(Position identification records)
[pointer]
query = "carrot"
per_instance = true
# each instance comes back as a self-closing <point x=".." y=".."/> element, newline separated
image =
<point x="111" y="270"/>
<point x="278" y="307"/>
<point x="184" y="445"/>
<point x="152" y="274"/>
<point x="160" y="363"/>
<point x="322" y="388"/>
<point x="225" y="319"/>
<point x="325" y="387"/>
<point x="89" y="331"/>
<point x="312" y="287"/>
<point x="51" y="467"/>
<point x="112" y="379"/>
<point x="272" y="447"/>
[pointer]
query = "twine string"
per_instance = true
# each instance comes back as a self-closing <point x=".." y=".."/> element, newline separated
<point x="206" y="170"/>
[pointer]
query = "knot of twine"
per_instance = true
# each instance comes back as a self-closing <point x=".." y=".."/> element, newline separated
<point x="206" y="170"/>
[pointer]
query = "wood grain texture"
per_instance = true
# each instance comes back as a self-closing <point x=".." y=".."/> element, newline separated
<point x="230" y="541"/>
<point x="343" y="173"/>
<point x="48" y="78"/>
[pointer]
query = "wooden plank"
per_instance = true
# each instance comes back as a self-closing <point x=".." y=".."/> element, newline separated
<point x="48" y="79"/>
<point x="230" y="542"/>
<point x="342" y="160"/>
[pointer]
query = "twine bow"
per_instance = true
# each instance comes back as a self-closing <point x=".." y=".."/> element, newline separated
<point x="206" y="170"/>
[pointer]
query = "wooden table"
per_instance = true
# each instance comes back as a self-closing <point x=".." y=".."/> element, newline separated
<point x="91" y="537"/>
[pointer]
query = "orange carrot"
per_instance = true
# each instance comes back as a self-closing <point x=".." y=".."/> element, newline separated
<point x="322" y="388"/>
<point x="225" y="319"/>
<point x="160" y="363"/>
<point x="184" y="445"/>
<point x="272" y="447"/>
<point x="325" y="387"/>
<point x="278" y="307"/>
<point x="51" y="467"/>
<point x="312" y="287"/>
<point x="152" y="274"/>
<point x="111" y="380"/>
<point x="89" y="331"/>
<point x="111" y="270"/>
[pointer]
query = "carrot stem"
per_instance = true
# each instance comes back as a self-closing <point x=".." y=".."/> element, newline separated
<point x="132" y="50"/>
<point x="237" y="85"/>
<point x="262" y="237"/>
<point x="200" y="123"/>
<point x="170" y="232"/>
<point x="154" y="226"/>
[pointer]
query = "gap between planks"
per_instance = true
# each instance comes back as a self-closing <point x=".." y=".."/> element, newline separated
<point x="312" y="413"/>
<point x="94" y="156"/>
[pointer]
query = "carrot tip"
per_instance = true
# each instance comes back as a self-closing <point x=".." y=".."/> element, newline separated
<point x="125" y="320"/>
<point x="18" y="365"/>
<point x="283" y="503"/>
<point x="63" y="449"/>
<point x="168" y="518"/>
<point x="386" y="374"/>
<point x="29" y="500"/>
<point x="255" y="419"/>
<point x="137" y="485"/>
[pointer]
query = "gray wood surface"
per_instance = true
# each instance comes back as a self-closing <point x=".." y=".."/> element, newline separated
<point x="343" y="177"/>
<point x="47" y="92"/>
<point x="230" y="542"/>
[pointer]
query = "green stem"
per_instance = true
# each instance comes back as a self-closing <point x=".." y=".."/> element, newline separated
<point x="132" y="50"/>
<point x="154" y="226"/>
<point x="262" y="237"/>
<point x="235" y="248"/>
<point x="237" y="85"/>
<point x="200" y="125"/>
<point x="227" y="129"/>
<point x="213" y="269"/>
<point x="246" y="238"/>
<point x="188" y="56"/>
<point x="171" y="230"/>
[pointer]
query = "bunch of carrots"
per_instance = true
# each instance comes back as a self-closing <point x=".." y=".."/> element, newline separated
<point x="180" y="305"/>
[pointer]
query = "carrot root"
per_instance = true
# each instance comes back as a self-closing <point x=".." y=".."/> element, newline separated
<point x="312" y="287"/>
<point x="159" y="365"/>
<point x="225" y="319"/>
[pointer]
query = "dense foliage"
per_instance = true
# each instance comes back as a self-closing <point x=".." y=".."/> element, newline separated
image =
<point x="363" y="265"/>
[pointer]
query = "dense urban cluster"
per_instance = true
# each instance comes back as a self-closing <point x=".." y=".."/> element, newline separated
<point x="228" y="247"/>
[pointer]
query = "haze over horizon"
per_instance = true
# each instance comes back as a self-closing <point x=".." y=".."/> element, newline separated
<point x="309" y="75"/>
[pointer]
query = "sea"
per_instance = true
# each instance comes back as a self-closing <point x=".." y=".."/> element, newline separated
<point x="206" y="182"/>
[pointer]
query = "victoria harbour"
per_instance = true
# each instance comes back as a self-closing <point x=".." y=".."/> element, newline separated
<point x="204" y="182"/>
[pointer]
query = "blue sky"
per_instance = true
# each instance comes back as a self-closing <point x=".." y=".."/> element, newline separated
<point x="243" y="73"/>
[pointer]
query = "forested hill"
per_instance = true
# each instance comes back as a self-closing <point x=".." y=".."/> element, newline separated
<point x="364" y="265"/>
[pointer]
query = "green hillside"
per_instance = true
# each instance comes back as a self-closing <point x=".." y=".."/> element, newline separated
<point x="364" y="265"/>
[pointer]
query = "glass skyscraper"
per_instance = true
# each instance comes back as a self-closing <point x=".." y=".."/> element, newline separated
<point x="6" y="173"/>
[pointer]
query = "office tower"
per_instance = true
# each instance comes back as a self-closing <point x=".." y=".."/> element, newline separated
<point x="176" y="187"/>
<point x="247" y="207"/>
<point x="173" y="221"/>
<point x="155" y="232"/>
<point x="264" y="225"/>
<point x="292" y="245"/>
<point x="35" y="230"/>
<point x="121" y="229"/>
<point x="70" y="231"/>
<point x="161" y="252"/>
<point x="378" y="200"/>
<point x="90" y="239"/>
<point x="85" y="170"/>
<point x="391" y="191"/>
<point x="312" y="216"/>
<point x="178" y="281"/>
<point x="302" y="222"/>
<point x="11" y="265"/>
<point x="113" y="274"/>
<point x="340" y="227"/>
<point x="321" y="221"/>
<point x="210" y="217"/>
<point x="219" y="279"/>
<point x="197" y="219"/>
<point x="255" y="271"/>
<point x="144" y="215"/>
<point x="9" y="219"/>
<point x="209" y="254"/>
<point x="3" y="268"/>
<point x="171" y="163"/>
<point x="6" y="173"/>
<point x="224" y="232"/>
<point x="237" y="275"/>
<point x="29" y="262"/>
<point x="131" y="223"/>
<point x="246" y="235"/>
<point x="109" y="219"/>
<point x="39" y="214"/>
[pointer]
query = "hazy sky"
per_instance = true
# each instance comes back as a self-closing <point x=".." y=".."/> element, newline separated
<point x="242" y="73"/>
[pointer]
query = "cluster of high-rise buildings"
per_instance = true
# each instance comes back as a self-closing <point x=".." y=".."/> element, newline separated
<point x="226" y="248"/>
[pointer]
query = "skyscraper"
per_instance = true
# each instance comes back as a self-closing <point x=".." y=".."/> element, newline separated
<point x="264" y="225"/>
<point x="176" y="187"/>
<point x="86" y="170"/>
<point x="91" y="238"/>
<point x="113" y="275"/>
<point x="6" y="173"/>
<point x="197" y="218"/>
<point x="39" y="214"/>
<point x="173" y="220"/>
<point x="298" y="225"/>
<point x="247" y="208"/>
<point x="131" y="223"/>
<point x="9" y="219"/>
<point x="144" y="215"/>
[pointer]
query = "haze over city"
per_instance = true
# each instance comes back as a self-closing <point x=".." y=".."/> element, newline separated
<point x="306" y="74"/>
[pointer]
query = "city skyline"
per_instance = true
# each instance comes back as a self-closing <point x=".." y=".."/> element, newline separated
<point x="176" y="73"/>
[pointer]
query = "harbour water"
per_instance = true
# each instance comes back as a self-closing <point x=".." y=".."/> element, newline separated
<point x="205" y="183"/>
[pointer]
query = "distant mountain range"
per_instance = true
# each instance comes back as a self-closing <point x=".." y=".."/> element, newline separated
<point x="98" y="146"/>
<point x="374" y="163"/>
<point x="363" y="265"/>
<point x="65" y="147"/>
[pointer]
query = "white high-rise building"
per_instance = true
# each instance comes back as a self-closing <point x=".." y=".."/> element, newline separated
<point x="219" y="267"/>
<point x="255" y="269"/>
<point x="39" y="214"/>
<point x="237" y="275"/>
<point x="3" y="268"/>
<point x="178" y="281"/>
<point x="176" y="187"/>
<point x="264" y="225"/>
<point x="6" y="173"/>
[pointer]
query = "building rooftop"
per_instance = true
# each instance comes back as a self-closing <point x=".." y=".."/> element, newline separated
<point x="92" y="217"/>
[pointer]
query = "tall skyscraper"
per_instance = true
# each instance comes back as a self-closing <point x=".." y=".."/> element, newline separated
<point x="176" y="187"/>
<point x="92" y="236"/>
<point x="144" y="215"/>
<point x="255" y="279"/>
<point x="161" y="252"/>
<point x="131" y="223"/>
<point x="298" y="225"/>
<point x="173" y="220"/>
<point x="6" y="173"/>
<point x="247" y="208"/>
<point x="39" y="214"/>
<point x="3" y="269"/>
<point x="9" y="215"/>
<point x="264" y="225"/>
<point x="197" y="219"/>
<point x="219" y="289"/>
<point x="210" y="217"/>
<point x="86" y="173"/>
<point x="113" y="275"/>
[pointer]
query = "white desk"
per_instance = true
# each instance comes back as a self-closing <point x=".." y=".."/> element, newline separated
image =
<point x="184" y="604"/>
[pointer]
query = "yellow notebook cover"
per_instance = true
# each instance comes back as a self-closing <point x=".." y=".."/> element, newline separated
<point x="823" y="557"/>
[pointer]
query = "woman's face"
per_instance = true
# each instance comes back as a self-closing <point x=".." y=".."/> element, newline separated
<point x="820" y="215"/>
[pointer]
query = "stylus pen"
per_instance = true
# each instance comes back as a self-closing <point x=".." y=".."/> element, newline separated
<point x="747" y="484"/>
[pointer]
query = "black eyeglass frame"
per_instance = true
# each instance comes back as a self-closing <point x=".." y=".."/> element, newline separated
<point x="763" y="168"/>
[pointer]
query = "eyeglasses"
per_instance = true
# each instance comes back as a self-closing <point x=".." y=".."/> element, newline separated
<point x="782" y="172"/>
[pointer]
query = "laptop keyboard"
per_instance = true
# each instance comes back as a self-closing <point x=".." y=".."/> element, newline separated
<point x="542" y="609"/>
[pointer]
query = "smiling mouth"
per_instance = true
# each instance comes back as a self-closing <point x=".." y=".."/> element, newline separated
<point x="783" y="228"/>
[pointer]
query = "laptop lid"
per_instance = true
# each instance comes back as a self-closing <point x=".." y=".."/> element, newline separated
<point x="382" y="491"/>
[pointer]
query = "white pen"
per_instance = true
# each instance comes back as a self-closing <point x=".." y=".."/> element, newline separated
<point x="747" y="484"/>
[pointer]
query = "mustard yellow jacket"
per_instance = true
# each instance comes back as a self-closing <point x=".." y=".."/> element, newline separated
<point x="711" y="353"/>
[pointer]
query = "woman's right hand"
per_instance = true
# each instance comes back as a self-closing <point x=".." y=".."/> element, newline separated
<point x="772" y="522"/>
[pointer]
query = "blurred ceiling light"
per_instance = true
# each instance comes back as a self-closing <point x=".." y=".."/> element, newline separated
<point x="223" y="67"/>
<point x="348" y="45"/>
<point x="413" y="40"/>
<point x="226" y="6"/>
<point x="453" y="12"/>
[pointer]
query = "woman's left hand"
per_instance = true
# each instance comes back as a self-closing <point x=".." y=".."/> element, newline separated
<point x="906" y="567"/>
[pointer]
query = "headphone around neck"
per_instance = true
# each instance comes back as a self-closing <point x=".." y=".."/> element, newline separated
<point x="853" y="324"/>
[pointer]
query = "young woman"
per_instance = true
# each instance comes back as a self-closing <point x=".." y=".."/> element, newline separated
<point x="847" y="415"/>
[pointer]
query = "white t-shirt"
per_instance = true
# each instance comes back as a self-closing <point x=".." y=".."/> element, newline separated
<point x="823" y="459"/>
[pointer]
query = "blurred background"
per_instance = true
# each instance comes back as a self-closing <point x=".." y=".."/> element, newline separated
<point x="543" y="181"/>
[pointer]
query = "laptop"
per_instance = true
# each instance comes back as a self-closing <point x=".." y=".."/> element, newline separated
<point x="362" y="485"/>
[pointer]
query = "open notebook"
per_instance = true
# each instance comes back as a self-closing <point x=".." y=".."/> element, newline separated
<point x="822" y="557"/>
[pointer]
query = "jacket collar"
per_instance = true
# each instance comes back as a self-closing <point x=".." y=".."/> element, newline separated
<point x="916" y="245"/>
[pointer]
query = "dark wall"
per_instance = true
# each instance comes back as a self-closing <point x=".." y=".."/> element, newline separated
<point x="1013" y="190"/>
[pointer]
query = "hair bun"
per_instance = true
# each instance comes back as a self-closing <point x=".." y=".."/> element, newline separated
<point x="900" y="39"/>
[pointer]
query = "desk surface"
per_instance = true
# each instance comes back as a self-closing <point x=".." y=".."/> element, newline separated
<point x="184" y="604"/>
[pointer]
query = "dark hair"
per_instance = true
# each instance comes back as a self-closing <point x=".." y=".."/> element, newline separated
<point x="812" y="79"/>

# [Your task]
Extract every line of the listing above that contains the string "harbour". Letter case matters.

# [Solved problem]
query = "victoria harbour"
query = "harbour water"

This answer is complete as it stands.